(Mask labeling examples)
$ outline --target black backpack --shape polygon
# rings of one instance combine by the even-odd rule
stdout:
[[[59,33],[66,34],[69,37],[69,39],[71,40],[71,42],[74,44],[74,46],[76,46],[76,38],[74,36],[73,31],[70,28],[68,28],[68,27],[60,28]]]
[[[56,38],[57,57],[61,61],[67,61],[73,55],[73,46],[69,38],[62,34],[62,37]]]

→ **Brief**
Repeat all of the records above line for line, with no changes.

→ **Reply to the task**
$ outline --target black backpack --shape polygon
# rings of one instance combine by the even-odd rule
stdout:
[[[59,33],[66,34],[69,37],[69,39],[71,40],[71,42],[74,44],[74,46],[76,46],[76,38],[74,36],[73,31],[70,28],[68,28],[68,27],[60,28]]]
[[[56,38],[57,57],[61,61],[67,61],[73,55],[73,46],[69,38],[62,34],[62,37]]]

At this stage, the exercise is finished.